* _Objective_: Take the line that contains "Target: worker's arm" and each line after it in the material below, and transcribe them exactly, stopping at the end.

──────

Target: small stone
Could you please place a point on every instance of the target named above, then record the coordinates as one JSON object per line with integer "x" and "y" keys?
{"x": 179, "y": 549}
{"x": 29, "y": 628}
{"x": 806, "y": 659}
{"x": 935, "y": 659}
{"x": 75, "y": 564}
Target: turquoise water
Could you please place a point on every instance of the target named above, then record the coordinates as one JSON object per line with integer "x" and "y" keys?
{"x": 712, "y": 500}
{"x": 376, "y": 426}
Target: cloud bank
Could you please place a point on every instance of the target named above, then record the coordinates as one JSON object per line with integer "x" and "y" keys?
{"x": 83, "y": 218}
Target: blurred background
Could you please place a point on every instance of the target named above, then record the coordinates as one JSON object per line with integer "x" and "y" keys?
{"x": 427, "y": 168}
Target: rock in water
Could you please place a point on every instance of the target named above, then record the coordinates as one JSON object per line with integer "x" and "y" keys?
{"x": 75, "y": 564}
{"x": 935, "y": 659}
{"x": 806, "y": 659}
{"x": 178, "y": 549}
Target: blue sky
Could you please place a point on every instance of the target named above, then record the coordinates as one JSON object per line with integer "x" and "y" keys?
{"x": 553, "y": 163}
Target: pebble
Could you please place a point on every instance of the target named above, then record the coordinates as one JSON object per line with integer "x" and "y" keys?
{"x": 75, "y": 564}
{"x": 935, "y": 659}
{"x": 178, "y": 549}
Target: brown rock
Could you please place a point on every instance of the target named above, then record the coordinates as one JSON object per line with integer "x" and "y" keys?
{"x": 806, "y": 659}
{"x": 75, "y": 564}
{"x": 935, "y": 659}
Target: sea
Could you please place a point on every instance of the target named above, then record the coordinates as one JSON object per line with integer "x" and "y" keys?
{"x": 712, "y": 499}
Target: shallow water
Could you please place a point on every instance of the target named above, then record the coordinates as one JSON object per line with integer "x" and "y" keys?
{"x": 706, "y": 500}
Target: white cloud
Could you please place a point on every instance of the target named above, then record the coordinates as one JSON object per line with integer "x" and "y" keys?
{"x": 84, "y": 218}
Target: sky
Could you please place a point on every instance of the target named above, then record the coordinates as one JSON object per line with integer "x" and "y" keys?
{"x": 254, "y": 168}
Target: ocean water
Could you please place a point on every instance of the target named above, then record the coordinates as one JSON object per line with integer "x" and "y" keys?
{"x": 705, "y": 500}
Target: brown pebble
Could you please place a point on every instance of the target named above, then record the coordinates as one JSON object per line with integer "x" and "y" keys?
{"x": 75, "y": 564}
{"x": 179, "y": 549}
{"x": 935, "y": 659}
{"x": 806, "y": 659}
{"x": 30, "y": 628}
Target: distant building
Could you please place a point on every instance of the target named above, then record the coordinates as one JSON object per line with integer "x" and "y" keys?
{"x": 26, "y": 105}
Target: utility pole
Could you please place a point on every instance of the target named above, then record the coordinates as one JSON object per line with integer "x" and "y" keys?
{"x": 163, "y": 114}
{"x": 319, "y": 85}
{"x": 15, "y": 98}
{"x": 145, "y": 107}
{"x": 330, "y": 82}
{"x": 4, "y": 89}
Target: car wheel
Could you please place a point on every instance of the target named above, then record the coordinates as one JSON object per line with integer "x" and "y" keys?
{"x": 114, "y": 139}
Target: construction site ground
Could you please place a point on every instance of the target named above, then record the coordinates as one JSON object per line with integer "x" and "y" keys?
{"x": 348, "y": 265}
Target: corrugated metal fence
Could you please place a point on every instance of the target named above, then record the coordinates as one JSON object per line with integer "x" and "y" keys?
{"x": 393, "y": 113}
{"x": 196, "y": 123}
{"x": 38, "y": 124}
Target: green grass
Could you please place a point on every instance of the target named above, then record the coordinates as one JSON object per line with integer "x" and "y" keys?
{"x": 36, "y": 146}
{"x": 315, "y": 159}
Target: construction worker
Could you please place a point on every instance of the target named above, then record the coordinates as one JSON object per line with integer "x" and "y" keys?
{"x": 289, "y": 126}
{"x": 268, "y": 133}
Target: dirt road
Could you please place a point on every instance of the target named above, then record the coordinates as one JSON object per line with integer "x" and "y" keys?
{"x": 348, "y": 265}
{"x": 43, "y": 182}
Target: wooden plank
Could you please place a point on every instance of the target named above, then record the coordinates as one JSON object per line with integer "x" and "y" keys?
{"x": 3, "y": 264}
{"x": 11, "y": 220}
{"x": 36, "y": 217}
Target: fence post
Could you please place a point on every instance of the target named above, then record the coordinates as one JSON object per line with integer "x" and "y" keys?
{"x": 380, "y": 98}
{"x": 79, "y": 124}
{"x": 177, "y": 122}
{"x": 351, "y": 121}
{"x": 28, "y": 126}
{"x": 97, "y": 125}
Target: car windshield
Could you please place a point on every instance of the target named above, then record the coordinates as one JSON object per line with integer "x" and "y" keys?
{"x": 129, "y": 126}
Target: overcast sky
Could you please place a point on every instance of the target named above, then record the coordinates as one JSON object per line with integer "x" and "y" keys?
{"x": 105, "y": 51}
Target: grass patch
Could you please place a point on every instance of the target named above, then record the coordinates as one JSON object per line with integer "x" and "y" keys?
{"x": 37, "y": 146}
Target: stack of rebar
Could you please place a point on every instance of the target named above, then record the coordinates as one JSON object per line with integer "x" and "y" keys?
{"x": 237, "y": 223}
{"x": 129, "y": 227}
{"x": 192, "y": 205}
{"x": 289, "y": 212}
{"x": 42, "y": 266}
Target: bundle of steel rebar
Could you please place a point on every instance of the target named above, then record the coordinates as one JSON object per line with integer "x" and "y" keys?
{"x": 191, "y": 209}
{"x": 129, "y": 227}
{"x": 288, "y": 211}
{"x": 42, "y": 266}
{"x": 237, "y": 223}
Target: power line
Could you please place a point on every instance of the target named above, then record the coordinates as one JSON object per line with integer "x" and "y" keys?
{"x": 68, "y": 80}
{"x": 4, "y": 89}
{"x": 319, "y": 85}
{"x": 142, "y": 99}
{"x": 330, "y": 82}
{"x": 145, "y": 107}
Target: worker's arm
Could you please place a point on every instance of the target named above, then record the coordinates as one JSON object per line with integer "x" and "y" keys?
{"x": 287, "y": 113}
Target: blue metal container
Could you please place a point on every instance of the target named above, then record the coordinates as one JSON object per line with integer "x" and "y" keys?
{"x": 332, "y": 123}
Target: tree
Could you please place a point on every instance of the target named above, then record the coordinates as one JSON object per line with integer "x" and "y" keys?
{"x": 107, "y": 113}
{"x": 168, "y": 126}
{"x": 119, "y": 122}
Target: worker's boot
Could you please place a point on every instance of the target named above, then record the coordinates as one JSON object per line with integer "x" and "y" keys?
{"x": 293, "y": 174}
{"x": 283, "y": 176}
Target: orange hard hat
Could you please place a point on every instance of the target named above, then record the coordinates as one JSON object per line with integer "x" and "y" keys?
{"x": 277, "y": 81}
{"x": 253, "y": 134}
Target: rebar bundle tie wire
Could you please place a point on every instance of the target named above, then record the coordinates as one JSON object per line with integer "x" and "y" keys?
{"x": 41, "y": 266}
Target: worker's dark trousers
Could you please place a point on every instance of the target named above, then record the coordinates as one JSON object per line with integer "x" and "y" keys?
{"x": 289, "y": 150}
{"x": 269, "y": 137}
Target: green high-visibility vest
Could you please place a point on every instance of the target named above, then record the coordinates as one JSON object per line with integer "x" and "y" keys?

──────

* _Written response_:
Target: worker's arm
Could you please place a point on every instance of the target named above, then record the coordinates as one JSON object per line with integer "x" and "y" keys?
{"x": 287, "y": 113}
Target: blue metal container
Could you please place a point on every instance of the target named above, then record the coordinates as one JSON object per line with integer "x" and "y" keys?
{"x": 332, "y": 123}
Target: tree
Could you please place a point on every instance of the target named above, then record the coordinates as one JSON object per line with integer "x" and "y" keys?
{"x": 107, "y": 113}
{"x": 168, "y": 126}
{"x": 119, "y": 122}
Target: worker's boot
Could you please place a point on every instance of the target named above, then record the coordinates as one JSON object per line with integer "x" and "y" keys?
{"x": 293, "y": 174}
{"x": 283, "y": 176}
Target: orange hard hat
Could you please place a point on every instance of the target named above, then record the coordinates as one JSON object per line with integer "x" and "y" keys?
{"x": 277, "y": 81}
{"x": 253, "y": 134}
Target: rebar bundle tie wire
Could you please place a point on every instance of the target named above, then record the coordinates as one JSON object per line with integer "x" and "y" keys?
{"x": 41, "y": 266}
Target: worker's dark trousers
Could you please place a point on every instance of the target named above, then record the coordinates as one JSON object per line with integer "x" and "y" keys?
{"x": 289, "y": 150}
{"x": 269, "y": 137}
Target: green high-visibility vest
Could you please place a point on every instance of the target named above, then record the coordinates as one JSON object per line with integer "x" and "y" keys?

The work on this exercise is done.